Rewrite the lines from the line containing "like (192, 243)." to the line containing "(1008, 456)", changing "photograph" to "image" and leaving everything else in those lines unaltered.
##### GIVEN INFORMATION #####
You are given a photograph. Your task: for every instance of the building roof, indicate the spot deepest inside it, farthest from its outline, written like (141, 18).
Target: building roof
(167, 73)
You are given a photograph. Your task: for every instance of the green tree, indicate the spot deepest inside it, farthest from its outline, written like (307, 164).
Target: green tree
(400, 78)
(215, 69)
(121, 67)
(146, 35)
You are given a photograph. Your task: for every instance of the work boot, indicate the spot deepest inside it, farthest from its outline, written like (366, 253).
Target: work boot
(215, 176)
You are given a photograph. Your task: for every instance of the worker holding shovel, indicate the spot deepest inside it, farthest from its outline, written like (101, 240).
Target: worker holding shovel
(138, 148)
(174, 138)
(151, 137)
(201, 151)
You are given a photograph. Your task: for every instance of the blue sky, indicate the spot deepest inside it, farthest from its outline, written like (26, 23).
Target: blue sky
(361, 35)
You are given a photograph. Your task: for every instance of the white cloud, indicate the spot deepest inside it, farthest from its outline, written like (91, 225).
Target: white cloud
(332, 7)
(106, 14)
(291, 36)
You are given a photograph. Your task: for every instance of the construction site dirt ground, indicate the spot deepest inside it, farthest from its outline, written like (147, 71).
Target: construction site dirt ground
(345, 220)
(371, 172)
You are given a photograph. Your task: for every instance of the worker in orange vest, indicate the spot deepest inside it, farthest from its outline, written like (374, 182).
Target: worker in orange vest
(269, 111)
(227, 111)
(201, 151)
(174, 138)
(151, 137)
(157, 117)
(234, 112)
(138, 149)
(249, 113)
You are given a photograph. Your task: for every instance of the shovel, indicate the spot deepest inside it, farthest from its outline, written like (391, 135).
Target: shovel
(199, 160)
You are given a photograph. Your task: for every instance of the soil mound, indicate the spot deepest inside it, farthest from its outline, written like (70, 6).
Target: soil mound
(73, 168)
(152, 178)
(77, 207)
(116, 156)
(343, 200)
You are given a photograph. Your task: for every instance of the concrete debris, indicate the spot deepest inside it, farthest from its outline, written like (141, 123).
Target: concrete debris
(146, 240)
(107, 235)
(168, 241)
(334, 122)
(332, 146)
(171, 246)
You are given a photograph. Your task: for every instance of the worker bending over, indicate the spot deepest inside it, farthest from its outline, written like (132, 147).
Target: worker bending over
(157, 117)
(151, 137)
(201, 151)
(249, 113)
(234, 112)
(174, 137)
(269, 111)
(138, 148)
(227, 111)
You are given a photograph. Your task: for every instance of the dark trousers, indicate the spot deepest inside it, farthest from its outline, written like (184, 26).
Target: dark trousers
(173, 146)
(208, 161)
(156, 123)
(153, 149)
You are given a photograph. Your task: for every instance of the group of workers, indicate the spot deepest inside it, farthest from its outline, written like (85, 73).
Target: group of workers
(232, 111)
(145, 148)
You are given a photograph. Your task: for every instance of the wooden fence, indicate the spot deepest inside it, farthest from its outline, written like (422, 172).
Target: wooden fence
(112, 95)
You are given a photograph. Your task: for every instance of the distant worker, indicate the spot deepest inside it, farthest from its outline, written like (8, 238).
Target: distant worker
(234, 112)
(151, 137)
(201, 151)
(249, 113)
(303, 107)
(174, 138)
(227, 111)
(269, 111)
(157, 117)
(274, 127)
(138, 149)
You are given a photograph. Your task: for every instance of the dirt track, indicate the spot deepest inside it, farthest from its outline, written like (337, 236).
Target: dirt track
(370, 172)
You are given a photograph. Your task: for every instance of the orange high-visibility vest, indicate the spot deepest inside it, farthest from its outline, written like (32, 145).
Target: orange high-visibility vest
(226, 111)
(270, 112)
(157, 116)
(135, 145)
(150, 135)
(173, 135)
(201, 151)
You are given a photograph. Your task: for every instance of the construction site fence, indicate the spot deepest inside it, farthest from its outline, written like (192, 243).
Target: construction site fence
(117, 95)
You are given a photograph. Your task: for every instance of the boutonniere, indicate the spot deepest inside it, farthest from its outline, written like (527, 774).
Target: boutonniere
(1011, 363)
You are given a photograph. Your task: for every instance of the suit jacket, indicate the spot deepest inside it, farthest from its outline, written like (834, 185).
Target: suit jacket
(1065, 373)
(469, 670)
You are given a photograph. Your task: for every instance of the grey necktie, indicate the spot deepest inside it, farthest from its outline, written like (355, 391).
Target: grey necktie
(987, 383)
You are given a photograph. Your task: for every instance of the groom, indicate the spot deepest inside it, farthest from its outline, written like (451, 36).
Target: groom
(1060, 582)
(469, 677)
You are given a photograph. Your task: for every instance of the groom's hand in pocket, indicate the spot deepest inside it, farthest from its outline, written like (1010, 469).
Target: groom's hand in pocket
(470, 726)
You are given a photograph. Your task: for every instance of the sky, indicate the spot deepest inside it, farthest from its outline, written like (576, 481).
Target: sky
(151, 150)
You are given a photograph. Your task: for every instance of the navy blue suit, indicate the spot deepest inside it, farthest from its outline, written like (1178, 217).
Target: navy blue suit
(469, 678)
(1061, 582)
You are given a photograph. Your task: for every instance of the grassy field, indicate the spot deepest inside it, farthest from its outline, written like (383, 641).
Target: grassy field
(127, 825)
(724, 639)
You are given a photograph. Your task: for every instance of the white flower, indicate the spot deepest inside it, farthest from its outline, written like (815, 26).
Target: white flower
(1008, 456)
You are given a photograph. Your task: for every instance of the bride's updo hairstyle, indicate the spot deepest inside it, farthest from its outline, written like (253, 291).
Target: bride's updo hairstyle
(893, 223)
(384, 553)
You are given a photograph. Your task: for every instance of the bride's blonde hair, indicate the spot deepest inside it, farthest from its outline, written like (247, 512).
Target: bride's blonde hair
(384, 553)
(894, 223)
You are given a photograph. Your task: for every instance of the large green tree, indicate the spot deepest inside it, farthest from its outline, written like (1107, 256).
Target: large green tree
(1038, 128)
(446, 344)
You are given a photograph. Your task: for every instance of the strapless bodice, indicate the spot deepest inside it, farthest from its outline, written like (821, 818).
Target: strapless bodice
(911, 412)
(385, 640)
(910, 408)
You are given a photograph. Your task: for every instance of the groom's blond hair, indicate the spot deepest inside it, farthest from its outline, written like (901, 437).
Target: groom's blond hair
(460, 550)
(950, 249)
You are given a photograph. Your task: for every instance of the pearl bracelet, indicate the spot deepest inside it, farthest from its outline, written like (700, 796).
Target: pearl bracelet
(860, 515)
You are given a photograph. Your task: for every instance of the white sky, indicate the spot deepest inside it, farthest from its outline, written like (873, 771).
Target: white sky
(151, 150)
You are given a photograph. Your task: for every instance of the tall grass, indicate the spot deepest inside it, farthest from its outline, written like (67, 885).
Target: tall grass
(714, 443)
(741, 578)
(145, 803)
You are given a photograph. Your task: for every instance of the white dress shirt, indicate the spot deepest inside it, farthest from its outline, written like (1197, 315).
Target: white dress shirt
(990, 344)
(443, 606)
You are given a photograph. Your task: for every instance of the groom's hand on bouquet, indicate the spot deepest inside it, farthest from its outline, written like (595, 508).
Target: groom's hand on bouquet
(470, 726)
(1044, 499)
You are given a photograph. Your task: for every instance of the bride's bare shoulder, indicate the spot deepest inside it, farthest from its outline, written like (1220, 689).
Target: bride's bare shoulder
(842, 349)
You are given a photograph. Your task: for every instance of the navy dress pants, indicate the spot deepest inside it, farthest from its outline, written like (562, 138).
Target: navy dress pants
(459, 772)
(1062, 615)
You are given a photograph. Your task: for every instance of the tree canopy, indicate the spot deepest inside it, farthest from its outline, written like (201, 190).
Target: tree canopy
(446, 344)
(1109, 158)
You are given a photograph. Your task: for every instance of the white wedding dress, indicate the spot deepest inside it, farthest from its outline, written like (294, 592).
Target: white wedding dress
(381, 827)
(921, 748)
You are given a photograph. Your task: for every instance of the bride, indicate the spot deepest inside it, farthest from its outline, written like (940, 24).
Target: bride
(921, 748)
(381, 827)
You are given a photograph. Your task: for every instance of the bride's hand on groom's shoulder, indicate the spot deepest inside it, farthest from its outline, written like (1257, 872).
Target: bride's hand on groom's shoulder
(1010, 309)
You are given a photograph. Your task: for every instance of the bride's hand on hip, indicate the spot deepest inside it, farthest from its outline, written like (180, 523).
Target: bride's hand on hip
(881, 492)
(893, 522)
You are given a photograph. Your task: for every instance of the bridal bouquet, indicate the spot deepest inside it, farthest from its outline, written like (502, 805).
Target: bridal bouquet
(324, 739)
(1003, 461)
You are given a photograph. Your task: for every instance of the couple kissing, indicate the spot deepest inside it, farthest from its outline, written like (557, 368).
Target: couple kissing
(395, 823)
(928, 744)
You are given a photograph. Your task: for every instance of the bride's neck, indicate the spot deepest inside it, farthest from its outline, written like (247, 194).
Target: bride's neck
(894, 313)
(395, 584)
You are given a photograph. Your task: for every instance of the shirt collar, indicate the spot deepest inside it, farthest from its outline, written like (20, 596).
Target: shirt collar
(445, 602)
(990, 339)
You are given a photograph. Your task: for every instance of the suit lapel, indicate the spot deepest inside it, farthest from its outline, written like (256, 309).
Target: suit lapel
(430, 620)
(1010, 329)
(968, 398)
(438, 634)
#####
* [PROBLEM SOLUTION]
You are given a image. Your task: for every instance of the construction site fence, indicate the spot deepest inside it, farthest from its outline, written like (192, 243).
Target: construction site fence
(117, 95)
You are given a image. Your task: for every instance of the boutonniere, indicate the spot deepest inside it, farthest from its outline, written like (527, 774).
Target: boutonniere
(1011, 363)
You are given a image. Your task: for every instance of the suit jacket, indicate the spot deepest inside it, farthest from its outline, written like (834, 185).
Target: suit jacket
(1065, 373)
(469, 670)
You are given a image. Your task: for every instance of the grey necktie, indicate the spot deepest inside it, farthest from its outline, written like (355, 391).
Target: grey necktie
(987, 383)
You are given a image. Your task: for every instance of the groom, indicate the spot deepest inside it, farthest from its outline, written like (451, 36).
Target: groom
(1060, 582)
(469, 677)
You are given a image. Your task: for every instance of the groom's hand in pocket, indicate the spot deepest inside it, farthest from its outline, written like (1010, 469).
Target: groom's hand in pocket
(470, 726)
You are given a image. Your task: for every instance of the sky, indicate the spot deepest inside it, farthest from its outline, written like (576, 481).
Target: sky
(151, 150)
You are given a image. Your task: for every instance of the navy blue suit, indicate the spot deepest inside it, farthest from its outline, written like (1178, 217).
Target: navy blue suit
(469, 678)
(1061, 582)
You are given a image. Your task: for every instance of the grassy field, indicate the spot deepest inside it, farthest from its outline, written like (383, 641).
Target: grassy field
(127, 825)
(724, 639)
You are given a image. Your task: for every instance of the white flower, indicate the spot deepest inside it, farthest from its outline, written like (815, 26).
Target: white flower
(1008, 456)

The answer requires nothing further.